::: Entries

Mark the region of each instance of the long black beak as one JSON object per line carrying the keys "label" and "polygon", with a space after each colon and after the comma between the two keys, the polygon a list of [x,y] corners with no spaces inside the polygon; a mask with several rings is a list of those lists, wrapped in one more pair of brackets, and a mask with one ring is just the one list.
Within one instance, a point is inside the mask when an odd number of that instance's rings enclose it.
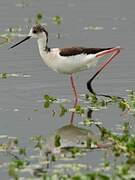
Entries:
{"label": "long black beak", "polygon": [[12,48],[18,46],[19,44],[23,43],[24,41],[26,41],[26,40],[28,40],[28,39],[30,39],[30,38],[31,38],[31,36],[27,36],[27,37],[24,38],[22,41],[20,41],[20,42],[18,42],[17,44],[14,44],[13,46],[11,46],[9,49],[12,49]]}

::::::
::: Entries

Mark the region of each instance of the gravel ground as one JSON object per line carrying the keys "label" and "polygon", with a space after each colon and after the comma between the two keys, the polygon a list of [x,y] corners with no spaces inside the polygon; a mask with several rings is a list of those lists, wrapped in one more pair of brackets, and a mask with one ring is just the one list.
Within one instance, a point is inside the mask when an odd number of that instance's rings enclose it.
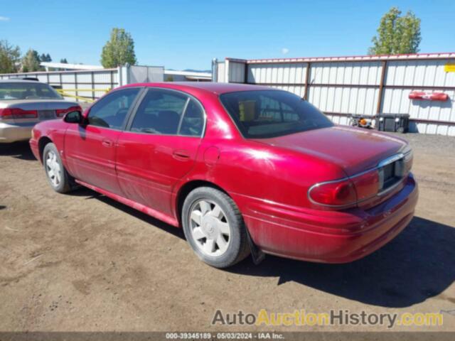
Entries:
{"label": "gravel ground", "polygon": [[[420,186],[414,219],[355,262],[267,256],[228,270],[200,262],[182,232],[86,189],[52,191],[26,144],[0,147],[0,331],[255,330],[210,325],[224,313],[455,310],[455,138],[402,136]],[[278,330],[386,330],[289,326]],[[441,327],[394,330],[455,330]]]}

::::::
::: Entries

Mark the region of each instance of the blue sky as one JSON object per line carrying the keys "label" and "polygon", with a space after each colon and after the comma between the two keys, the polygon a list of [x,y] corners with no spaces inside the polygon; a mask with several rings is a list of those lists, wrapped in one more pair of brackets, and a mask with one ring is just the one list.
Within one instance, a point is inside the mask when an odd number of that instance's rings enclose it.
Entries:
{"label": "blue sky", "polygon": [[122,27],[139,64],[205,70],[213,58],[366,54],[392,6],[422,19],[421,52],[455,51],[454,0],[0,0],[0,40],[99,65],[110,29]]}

::::::

How many lines of the data above contain the string "label"? Reply with the number alone.

[Result of the exercise] 6